> WHAT THE TASK REQUIRES
Turn everything in the entries below, from the line containing "Where can you spot the green" down to the last line, into a numbered list, leaving out any blank lines.

--- TASK MATERIAL ---

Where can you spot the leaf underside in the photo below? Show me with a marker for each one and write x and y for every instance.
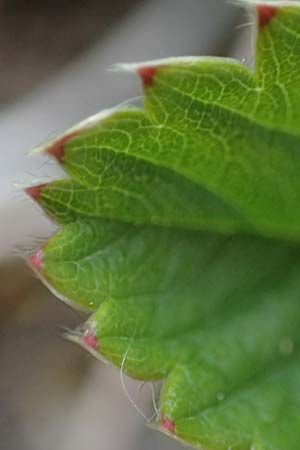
(180, 233)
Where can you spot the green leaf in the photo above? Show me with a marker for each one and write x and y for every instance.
(180, 233)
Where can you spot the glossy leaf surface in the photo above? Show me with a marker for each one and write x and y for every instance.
(180, 232)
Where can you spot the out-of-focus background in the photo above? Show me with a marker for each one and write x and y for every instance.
(54, 57)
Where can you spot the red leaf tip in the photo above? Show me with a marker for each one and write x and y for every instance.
(167, 424)
(90, 339)
(35, 191)
(57, 149)
(36, 260)
(147, 74)
(265, 14)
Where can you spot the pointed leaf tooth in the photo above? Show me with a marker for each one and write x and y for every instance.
(36, 260)
(147, 74)
(265, 13)
(35, 191)
(57, 148)
(167, 424)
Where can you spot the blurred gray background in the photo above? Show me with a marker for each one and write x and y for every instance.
(54, 57)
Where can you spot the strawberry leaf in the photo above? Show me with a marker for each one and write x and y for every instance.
(180, 233)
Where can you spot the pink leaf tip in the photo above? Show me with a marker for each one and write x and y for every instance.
(90, 339)
(147, 74)
(35, 191)
(167, 424)
(36, 260)
(265, 14)
(57, 149)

---

> SOLUTION TO THE PROBLEM
1. Where can you spot the green leaf in the photo above? Show me with a marker for each one and write x and y for every instance.
2. (180, 233)
3. Where can you spot the glossy leaf surface in the photo above? Show me with a marker for each one and write x and y for every instance.
4. (180, 232)
5. Where can you spot the out-of-focus background in the photo above? Show me with a marker for each one and write x and y for every instance.
6. (54, 57)
7. Where can you spot the red leaf tip in the photo above? Show me with a marker for each one and write x and y for every instance.
8. (167, 424)
9. (90, 339)
10. (35, 191)
11. (57, 149)
12. (36, 260)
13. (147, 74)
14. (265, 14)
15. Where can you spot the pointed leaf tooth in the photo above? Show me with a marker for each one and write x and y for every instance.
16. (36, 260)
17. (147, 74)
18. (265, 13)
19. (35, 191)
20. (57, 148)
21. (167, 424)
22. Where can you spot the blurred gray background in the photo above? Show me with a marker for each one and write x and y for every instance.
23. (54, 57)
24. Where can you spot the strawberry leaf in the photo above? Show me with a marker for each one and write x and y for every instance.
25. (180, 233)
26. Where can you spot the pink leaf tip in the photo above? Show me with a marker for each one and write x and y for every instance.
27. (90, 339)
28. (147, 74)
29. (35, 191)
30. (167, 424)
31. (36, 260)
32. (265, 14)
33. (57, 149)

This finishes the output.